> [PROVIDED PASSAGE]:
# # #

# A Generation Xer excited about what Gen Z can do for the future.



## GenXer (Jan 20, 2012)

I was reading a series of articles on Gen Z (1995 to 2010???) and our little whipper snappers (Gen X's and Y's kids). The negatives were that these kids are little emperors running around being rude and bossing their parents around ...Yeah, like I would ever like my kids and nephews/nieces do that to me LOL..Sheeeiiit..Shine that. 

Hold up, gotta take this baby aspirin.

Others say that their expectations are so high that they are in for a rude awakening on how the real world is. The positives are that since these kids grew up during the 9/11 attacks, school shootings, and economic collapses, they will be more financially savvy and will be more involved in making the world a safer place. Blah blah..Generalizations. As the years go by, I'm pretty skeptical if my Generation (X) and the one after ours (Millennials) can solve crap we're dealing with today much less tomorrow's challenges. Gen Y is supposed to be optimistic, maybe they can fix things. Maybe. Gen Z , what's your take on you guys taking the baton from the geezers years from now? You guys up for it? 

I'm like that dude in the Matrix movie excited about what Neo can do.


----------



## Glenda Gnome Starr (May 12, 2011)

The kids are our future and they will do great things!!!!


----------



## wellfxd (Jul 28, 2013)

There is no hope of our generation doing anything worthwhile. Based on all the shit I see on the internet and when I'm in town with my mates, I wouldn't be surprised if our generation somehow managed to kill off the human race.


----------



## ThatOneWeirdGuy (Nov 22, 2012)

When we're in charge, humanity will either crash and burn or go on to prosper. 


The people hating on Gen Z don't realize all generations were dumb as fuck when they were young. Baby Boomers, what did your parents think of whole hippie movement? Gen Xers, did they like your drugs, sex and rock & roll attitude?


----------



## Glenda Gnome Starr (May 12, 2011)

I missed out on the hippie movement but my parents and I did have a good laugh about some of their fashion statements.
People have the right to be immature when they are very young. It doesn't mean that they are destined to destroy the world.



ThatOneWeirdGuy said:


> When we're in charge, humanity will either crash and burn or go on to prosper.
> 
> 
> The people hating on Gen Z don't realize all generations were dumb as fuck when they were young. Baby Boomers, what did your parents think of whole hippie movement? Gen Xers, did they like your drugs, sex and rock & roll attitude?


----------



## Vic (Dec 4, 2010)

Long as they/we curb the rate at which babies are produced.


----------

# # #

> [BRIEF 1]:
In the forum thread, which events does the first post say Gen Z grew up during?
> [BRIEF 2]:
Change "Matrix" to "Terminator" in the part of the forum thread starting at "I'm like that" and ending at "do great things!!!!".
> [BRIEF 3]:
Do these statements agree with the forum thread? Answer yes or no for each, quoting the deciding words.
(a) The first poster says Gen Y is supposed to be optimistic.
(b) Glenda Gnome Starr says she took part in the hippie movement.
(c) The poster wellfxd expects the generation to do something worthwhile.
The lines beyond this point come from a different source than the forum thread.

# # #

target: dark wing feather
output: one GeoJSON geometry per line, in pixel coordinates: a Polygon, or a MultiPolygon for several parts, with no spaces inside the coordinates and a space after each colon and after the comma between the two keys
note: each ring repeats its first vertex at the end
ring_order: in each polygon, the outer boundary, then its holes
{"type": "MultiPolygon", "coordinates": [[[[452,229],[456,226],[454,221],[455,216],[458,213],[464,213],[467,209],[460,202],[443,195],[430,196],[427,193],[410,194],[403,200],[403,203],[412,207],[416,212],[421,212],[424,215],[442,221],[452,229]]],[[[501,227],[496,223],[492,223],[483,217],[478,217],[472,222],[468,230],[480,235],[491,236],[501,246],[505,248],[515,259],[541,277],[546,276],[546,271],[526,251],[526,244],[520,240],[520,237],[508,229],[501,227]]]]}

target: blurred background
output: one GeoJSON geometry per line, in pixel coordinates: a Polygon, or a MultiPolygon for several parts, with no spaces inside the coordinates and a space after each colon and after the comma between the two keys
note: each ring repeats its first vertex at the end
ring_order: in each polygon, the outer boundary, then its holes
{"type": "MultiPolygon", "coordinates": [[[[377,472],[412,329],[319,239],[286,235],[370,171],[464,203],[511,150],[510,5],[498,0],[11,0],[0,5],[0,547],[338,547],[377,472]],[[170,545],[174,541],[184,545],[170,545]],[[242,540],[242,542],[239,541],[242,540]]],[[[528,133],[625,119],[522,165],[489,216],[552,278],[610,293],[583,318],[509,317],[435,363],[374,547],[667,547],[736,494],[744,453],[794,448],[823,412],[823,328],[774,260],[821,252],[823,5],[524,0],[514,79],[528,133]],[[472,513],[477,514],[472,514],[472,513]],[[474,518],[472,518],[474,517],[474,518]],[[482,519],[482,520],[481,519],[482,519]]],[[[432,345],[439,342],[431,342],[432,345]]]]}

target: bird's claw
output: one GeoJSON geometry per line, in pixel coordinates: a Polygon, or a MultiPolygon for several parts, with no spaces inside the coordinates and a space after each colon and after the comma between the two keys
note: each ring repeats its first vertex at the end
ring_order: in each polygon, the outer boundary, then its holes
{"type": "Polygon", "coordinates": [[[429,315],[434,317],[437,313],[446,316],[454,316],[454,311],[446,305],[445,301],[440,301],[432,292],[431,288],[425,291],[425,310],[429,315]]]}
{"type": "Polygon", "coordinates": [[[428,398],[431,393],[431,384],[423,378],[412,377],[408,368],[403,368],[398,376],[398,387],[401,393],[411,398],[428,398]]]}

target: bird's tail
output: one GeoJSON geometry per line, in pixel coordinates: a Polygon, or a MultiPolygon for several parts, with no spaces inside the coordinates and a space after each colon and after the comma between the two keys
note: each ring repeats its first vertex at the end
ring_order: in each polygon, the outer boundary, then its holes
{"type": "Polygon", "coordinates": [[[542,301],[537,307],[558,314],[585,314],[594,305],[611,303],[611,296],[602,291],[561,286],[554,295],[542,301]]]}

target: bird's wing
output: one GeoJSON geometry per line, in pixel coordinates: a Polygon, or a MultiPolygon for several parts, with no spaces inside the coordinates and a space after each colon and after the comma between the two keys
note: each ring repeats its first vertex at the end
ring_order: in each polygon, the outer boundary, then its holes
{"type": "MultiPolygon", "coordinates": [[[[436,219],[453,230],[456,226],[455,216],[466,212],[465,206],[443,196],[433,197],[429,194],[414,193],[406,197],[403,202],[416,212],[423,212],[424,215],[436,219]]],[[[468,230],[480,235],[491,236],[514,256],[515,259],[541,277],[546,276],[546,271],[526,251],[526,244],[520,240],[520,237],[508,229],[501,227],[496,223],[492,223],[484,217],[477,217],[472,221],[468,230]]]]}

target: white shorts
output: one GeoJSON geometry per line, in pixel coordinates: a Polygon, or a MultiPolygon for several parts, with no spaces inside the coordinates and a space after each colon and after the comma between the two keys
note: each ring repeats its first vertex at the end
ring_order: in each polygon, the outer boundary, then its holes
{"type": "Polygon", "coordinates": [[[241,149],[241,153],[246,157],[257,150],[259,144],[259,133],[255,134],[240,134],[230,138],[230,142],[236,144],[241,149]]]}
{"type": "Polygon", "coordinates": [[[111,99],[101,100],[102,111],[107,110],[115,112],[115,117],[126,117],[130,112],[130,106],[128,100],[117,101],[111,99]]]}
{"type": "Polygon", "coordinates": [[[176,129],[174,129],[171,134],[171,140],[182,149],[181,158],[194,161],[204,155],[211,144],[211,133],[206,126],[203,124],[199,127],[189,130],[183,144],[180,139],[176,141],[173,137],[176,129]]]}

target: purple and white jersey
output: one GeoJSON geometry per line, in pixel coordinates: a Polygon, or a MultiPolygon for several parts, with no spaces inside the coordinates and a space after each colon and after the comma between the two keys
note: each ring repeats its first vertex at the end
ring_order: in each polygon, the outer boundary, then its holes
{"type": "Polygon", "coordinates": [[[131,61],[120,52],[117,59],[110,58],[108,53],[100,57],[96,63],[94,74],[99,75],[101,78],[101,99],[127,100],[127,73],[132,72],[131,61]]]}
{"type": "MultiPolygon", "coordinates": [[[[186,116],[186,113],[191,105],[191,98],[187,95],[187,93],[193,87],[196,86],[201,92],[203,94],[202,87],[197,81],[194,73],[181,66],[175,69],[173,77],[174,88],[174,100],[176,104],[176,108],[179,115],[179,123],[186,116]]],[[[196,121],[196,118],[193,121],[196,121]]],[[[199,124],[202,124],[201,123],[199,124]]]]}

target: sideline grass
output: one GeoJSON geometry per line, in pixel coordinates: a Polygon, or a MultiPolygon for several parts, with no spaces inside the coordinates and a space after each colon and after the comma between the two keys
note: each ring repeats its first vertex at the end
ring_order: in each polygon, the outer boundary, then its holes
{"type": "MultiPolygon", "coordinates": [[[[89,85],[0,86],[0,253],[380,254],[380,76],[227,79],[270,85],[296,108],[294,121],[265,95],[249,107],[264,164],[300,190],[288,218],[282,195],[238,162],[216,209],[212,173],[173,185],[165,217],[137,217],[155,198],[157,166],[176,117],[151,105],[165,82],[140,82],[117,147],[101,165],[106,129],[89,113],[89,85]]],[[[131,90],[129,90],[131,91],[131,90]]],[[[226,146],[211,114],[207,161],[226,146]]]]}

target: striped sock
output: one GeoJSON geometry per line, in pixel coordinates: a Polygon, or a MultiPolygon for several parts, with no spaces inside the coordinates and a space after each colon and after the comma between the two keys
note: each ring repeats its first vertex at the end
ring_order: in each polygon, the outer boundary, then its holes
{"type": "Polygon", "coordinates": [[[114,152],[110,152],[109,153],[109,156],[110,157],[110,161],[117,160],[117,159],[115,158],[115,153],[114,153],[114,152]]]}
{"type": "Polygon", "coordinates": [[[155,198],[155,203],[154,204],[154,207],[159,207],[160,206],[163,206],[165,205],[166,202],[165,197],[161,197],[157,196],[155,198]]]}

# # #

> [FULL OUTPUT 1]:
The 9/11 attacks, school shootings, and economic collapses.

> [FULL OUTPUT 2]:
I'm like that dude in the Terminator movie excited about what Neo can do.


----------



## Glenda Gnome Starr (May 12, 2011)

The kids are our future and they will do great things!!!!

> [FULL OUTPUT 3]:
(a) Yes: "Gen Y is supposed to be optimistic"
(b) No: "I missed out on the hippie movement"
(c) No: "There is no hope of our generation doing anything worthwhile."